== Source data ==
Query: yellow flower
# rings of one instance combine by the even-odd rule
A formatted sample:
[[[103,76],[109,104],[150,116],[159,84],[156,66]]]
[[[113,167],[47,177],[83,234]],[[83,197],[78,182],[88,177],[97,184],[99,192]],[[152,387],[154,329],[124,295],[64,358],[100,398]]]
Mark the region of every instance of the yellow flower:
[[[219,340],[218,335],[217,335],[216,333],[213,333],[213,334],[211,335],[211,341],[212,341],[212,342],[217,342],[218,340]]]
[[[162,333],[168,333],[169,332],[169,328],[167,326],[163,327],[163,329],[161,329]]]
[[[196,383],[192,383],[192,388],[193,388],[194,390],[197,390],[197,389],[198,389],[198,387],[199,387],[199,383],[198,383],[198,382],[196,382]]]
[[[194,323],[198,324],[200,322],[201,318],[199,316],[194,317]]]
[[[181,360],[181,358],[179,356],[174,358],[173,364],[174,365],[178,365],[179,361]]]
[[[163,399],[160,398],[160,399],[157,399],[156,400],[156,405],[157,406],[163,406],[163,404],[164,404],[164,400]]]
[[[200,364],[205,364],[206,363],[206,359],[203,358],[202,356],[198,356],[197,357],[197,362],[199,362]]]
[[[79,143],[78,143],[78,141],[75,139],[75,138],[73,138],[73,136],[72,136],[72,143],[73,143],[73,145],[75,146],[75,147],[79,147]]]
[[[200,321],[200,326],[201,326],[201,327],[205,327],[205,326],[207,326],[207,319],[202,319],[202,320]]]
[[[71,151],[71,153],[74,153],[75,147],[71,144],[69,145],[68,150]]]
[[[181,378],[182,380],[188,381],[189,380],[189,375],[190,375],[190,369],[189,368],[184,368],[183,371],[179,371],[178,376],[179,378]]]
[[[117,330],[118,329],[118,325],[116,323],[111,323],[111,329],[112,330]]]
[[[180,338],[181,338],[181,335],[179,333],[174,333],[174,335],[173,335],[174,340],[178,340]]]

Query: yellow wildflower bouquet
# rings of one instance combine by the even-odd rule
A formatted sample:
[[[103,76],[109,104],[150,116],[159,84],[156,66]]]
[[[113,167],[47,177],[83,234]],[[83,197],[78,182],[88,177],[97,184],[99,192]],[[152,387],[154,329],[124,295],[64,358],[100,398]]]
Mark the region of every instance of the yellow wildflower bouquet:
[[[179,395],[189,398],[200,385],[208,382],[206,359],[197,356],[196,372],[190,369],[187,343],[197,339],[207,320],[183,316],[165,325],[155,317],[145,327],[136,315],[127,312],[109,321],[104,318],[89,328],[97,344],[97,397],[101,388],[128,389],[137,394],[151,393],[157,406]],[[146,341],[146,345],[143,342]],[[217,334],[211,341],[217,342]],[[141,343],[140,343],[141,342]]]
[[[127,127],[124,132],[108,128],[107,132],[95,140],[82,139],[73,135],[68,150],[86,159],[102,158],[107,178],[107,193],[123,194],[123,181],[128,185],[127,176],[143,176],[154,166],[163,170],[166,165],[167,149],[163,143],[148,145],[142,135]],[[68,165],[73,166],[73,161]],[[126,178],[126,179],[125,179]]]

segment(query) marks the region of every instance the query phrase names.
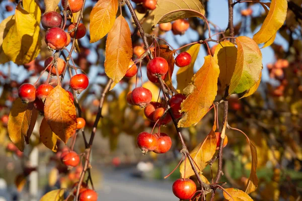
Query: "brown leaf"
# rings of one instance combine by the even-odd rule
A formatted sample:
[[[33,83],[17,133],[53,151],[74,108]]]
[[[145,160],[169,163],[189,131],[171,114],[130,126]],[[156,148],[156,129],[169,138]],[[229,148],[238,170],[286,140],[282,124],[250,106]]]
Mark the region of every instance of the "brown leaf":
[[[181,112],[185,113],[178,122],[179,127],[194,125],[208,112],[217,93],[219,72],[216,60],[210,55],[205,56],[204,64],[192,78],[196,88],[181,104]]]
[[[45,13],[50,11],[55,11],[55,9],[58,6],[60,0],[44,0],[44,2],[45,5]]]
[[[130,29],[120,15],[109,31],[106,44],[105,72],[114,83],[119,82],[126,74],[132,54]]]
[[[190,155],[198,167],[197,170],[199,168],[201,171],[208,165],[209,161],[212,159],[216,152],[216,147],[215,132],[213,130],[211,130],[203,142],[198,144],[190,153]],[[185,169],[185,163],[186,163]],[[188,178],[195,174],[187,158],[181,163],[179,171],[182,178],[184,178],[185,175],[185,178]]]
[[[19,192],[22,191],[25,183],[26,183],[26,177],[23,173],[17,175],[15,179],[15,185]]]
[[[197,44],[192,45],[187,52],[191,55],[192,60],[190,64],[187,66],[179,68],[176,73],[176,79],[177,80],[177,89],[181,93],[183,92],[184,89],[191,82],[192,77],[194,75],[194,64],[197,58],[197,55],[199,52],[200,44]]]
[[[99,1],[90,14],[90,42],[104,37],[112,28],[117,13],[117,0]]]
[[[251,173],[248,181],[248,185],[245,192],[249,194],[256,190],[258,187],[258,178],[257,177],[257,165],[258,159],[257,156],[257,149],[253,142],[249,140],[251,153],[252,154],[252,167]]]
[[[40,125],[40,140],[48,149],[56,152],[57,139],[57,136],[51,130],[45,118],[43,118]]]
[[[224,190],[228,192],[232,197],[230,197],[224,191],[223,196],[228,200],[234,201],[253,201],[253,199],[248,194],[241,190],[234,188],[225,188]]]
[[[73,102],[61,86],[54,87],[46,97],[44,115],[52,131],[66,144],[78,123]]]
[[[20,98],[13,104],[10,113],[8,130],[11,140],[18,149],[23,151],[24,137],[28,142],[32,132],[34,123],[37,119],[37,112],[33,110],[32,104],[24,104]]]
===
== Source data ==
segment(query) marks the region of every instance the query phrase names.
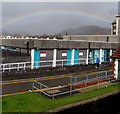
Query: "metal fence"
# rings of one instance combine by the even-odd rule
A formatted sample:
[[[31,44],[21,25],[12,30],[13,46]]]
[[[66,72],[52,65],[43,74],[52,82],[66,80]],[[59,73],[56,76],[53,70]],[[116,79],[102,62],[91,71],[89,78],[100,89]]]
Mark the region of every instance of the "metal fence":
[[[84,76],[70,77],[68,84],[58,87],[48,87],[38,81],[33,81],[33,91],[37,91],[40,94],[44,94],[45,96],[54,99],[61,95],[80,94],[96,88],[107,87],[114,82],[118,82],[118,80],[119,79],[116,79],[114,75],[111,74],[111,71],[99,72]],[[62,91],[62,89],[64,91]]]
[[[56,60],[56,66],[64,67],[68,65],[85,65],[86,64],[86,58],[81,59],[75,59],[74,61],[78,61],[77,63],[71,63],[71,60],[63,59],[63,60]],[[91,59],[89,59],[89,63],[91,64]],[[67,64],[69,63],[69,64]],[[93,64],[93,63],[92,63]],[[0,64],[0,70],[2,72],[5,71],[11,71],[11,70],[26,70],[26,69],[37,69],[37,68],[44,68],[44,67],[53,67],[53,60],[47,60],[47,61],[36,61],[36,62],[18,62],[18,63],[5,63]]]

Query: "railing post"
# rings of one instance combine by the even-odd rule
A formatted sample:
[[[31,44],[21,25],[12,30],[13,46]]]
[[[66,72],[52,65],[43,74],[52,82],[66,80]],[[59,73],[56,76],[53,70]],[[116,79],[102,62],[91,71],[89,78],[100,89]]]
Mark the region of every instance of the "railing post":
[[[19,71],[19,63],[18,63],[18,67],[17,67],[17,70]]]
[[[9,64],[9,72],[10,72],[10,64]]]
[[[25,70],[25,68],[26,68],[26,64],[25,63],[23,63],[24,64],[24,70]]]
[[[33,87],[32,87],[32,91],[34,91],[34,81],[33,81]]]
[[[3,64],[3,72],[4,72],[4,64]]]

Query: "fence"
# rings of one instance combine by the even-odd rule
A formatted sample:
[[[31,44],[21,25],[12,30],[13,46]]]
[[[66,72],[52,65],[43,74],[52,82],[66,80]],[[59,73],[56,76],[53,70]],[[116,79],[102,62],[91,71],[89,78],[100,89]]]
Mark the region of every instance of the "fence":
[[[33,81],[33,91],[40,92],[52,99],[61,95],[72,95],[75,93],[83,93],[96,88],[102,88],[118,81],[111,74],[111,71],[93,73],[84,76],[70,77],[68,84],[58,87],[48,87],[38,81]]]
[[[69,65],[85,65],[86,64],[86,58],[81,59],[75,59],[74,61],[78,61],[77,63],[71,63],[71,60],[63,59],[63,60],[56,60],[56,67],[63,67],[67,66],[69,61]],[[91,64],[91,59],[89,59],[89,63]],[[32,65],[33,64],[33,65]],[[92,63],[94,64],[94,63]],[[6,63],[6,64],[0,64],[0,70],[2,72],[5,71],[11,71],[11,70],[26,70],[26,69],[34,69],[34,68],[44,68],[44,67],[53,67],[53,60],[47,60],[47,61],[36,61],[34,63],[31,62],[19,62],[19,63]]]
===
== Source data ==
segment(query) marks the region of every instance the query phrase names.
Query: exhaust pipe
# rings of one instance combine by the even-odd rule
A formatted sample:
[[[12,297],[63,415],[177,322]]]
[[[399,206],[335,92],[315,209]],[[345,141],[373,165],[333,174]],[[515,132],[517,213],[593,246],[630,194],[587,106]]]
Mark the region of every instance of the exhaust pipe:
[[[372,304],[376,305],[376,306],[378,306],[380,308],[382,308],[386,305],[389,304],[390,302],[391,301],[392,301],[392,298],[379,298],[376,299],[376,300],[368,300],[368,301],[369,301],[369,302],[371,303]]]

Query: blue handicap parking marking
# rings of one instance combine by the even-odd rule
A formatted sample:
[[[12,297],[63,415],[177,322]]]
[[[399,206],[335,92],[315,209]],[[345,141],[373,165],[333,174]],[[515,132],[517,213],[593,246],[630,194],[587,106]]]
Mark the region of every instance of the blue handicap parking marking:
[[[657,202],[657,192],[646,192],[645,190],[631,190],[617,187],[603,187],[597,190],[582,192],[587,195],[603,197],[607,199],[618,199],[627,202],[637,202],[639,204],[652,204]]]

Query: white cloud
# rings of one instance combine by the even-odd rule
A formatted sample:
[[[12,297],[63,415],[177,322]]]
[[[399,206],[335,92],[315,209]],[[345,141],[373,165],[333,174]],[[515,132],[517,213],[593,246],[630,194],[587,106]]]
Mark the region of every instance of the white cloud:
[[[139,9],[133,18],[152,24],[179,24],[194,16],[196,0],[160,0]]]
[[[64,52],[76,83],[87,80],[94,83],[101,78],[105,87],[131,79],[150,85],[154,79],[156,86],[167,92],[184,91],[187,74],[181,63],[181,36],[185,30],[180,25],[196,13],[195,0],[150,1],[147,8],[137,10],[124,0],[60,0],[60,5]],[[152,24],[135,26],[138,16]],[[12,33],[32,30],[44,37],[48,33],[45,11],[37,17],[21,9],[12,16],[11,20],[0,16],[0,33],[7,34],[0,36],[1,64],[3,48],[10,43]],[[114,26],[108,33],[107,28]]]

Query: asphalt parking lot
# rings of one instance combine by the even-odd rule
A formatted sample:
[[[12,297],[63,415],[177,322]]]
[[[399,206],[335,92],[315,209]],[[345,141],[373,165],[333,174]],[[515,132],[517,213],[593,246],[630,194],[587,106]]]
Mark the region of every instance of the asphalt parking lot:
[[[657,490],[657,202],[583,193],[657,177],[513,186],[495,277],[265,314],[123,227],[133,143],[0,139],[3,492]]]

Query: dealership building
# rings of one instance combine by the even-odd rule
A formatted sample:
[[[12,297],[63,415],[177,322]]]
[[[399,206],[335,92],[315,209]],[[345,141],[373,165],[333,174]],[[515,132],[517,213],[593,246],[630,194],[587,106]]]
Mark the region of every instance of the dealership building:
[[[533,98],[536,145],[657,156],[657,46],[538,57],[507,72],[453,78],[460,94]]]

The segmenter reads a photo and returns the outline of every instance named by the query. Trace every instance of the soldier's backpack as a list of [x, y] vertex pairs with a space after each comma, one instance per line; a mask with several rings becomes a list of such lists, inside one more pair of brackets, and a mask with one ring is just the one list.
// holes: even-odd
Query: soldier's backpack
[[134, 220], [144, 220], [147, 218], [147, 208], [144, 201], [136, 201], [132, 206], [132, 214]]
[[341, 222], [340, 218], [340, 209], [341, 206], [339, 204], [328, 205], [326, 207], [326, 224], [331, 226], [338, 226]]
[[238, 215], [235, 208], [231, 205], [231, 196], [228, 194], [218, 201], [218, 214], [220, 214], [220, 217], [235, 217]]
===
Rewrite the lines that start at the line containing "Query: white cloud" and stop after the line containing "Mark the region of every instance of the white", changing "white cloud" to "gray cloud" and leaving everything else unchanged.

Query: gray cloud
# rings of one instance combine by the even-odd rule
A formatted sample:
[[[12,297],[63,415],[177,322]]]
[[[399,206],[335,92],[315,209]],[[345,141],[373,165],[333,174]],[[515,132],[517,213],[593,246],[630,194],[587,106]]]
Mark the region of every instance of the gray cloud:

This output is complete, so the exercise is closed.